■ **Task instructions**: Repeat the records. Match each character exactly.
****************
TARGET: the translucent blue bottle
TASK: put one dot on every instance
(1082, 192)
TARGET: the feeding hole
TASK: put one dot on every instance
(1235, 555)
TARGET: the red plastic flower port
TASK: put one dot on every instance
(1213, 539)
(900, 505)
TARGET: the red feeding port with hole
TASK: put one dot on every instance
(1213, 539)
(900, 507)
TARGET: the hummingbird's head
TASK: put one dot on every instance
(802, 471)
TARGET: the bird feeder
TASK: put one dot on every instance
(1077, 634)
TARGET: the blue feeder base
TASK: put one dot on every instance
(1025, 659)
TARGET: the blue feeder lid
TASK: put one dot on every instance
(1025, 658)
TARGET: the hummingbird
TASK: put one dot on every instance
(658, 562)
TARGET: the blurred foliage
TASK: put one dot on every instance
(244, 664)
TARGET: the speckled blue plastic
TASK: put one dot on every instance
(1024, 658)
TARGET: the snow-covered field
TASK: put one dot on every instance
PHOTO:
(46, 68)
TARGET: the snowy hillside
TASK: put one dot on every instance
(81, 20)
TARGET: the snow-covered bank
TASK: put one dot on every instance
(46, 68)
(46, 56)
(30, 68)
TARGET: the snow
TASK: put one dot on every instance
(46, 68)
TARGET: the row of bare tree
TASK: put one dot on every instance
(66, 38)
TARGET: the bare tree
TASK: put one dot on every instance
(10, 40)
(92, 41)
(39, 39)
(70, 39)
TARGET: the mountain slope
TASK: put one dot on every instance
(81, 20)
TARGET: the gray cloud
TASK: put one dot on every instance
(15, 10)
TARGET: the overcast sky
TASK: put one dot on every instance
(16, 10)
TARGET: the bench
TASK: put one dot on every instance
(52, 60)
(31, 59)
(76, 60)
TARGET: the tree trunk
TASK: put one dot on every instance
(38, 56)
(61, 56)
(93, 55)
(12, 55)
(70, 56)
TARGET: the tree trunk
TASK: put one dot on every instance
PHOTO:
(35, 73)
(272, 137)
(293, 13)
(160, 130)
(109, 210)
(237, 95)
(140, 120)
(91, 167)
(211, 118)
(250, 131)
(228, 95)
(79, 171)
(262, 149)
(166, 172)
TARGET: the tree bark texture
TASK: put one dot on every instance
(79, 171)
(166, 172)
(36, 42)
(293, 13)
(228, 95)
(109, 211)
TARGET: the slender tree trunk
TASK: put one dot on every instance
****************
■ **Completed exercise**:
TARGET: the translucent blue bottle
TASK: put one dot on every instance
(1082, 192)
TARGET: the feeding hole
TASK: put one dot on every instance
(1235, 555)
TARGET: the red plastic flower port
TASK: put one dot on every instance
(1213, 539)
(900, 505)
TARGET: the red feeding port with hole
TASK: put one dot on every instance
(1213, 539)
(900, 507)
TARGET: the hummingbird's head
TASK: put one dot on every instance
(802, 471)
TARGET: the bird feeder
TASK: put one dot on every instance
(1077, 634)
TARGET: the blue feeder base
TASK: put one dot on every instance
(1025, 659)
TARGET: the blue feeder lid
TASK: put one dot on every instance
(1025, 658)
TARGET: the hummingbird
TASK: put one dot on every instance
(658, 562)
TARGET: the blurred foliage
TASK: put one dot on every instance
(244, 664)
TARGET: the speckled blue plastic
TASK: put one dot on every instance
(1024, 658)
TARGET: the snow-covered field
TASK: put one dot on every instance
PHOTO:
(46, 68)
TARGET: the snowy hillside
TASK: put one dot on every instance
(81, 20)
TARGET: the snow-covered bank
TASK: put one dot on every instance
(46, 68)
(46, 56)
(30, 68)
TARGET: the snow
TASK: put one dot on every instance
(46, 68)
TARGET: the row of bare tree
TASK: put one dot on every instance
(66, 38)
TARGET: the bare tree
TASK: put one dot on every instance
(10, 40)
(92, 41)
(39, 39)
(70, 39)
TARGET: the mountain slope
TASK: put one dot on every instance
(81, 20)
TARGET: the gray cloud
TASK: put one dot on every instance
(15, 10)
TARGET: the overcast sky
TASK: put one dot on every instance
(16, 10)
TARGET: the bench
TASK: put one dot on every instance
(52, 60)
(31, 59)
(76, 60)
TARGET: the tree trunk
TASK: put one dot on every instance
(38, 56)
(61, 56)
(93, 55)
(12, 55)
(70, 56)
TARGET: the tree trunk
TASK: put one dot on every instance
PHOTO:
(35, 73)
(272, 137)
(293, 13)
(160, 130)
(109, 210)
(237, 95)
(140, 120)
(91, 167)
(211, 118)
(250, 131)
(228, 95)
(79, 171)
(262, 149)
(166, 172)
TARGET: the tree bark texture
TASK: put one dot on every instance
(79, 171)
(166, 172)
(36, 42)
(293, 13)
(228, 95)
(109, 211)
TARGET: the slender tree trunk
TASK: put one dot on every instance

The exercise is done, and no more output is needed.